- _Task to carry out_
Pull out each line of the material that includes the word "green" and list those lines.

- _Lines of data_
----
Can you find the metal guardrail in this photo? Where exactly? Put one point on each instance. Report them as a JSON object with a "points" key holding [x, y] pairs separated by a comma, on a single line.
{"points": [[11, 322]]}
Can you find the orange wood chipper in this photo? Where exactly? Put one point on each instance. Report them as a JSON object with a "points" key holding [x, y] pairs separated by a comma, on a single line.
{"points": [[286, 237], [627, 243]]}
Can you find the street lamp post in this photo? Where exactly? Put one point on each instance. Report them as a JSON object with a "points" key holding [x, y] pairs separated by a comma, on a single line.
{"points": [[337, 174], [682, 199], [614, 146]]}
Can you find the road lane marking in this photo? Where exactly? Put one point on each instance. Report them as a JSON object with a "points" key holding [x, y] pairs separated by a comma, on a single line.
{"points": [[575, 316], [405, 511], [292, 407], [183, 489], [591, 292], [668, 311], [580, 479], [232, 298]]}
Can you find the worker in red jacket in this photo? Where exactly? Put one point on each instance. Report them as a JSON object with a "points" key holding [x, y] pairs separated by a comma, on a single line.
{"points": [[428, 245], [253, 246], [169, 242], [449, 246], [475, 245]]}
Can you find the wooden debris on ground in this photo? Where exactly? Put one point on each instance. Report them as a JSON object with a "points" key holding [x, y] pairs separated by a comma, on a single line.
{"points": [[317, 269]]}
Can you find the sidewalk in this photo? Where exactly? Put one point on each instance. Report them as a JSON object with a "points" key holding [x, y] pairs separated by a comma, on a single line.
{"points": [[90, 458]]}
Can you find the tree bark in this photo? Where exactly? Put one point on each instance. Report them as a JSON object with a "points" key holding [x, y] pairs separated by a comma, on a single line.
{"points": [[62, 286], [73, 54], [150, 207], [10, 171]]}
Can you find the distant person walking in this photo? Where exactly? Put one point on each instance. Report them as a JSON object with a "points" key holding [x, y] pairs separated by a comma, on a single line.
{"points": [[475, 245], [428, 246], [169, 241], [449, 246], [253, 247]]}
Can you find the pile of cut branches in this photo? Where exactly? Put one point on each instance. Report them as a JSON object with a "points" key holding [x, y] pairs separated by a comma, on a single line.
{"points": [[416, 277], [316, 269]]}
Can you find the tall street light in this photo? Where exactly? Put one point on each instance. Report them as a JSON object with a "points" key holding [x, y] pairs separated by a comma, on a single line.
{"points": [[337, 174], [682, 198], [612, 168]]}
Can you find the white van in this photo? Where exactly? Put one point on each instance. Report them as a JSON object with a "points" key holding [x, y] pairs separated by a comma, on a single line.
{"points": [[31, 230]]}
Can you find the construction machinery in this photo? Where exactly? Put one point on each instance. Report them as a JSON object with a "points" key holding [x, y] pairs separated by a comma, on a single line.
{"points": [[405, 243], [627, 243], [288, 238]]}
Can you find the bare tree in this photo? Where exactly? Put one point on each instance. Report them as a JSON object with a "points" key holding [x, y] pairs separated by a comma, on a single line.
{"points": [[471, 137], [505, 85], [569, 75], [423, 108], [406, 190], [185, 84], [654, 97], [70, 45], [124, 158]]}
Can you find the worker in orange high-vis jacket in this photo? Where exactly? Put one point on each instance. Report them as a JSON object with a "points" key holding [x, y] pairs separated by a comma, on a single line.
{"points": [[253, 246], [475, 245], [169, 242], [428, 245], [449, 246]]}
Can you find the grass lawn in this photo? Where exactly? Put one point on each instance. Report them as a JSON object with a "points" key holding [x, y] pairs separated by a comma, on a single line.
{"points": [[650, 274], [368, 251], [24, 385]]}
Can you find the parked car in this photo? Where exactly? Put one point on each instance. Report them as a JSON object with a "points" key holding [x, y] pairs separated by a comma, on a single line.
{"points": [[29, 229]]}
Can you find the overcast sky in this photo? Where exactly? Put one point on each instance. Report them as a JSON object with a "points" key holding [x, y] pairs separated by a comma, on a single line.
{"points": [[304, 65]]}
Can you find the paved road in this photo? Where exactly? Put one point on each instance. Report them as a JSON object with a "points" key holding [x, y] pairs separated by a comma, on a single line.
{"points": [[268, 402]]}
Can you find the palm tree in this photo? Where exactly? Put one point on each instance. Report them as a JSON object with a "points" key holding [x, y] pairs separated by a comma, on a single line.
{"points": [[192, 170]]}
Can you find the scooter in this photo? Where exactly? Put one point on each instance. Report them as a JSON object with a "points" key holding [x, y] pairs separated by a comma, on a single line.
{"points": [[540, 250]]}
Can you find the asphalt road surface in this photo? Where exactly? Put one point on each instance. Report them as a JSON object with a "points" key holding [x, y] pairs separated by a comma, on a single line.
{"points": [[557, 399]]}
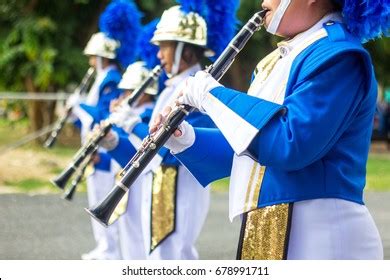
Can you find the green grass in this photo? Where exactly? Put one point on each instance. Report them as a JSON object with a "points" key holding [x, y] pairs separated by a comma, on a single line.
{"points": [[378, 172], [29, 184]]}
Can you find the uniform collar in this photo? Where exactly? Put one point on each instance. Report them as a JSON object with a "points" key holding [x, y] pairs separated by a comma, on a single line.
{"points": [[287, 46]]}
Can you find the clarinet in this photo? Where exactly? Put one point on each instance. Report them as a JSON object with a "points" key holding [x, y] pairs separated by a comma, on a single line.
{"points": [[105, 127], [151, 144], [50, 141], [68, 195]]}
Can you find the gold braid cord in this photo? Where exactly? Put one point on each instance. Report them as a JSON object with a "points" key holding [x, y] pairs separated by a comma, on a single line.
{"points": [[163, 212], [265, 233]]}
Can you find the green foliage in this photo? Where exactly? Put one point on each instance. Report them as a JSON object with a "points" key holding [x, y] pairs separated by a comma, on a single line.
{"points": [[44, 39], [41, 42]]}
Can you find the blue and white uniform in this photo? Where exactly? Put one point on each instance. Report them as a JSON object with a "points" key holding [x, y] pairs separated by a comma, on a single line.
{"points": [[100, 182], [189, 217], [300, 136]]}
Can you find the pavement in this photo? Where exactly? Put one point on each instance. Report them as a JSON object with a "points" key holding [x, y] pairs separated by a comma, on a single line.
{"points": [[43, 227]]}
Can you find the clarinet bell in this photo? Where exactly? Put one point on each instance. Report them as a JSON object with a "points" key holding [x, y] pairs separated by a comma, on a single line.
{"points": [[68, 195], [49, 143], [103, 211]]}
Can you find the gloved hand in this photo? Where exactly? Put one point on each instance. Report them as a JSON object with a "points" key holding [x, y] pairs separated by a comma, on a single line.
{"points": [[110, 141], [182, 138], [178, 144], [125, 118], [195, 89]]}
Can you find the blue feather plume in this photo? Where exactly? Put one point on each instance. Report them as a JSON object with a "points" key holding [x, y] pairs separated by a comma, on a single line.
----
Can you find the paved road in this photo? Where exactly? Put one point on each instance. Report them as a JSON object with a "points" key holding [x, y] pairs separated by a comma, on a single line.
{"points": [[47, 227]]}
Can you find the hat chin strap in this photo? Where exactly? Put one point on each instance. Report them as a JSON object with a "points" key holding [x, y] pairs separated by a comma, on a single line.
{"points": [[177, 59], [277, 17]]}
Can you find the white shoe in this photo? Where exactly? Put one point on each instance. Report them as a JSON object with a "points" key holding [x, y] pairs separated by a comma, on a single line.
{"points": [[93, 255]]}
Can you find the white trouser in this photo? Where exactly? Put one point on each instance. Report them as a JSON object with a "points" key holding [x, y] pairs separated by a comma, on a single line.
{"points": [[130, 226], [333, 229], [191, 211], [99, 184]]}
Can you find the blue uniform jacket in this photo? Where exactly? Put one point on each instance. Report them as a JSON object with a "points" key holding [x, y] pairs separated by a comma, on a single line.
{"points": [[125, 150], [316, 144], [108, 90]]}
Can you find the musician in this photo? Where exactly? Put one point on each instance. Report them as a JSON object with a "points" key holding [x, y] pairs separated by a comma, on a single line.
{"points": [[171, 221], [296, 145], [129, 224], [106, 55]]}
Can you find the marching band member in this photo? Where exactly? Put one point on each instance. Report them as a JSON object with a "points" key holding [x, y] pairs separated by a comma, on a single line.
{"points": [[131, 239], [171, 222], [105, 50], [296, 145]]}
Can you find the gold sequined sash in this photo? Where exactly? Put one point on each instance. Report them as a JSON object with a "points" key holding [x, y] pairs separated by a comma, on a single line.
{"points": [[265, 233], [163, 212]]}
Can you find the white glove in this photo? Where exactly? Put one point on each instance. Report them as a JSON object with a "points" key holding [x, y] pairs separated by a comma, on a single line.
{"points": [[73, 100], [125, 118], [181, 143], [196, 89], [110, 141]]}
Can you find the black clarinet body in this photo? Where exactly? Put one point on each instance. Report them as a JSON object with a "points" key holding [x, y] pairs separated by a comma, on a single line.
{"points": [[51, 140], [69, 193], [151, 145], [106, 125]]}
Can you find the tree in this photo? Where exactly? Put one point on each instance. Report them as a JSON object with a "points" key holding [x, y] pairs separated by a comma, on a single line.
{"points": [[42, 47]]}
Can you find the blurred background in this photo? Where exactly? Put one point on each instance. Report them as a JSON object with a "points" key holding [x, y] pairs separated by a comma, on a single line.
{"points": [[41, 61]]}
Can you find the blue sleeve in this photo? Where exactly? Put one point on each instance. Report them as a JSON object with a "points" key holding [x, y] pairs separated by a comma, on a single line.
----
- _Task output_
Can you find the green grass in this photo? Where exactly? Put one point on each instance. Report them as a JSON object with a "points" key holding [x, y] pairs separated by a comma, on a single line.
Can you find the green foliage in this photo? Where exactly? Put one point on each instance. Report them as a JSON object with a "points" key holding [x, y] pairs separated by a comma, on a single line.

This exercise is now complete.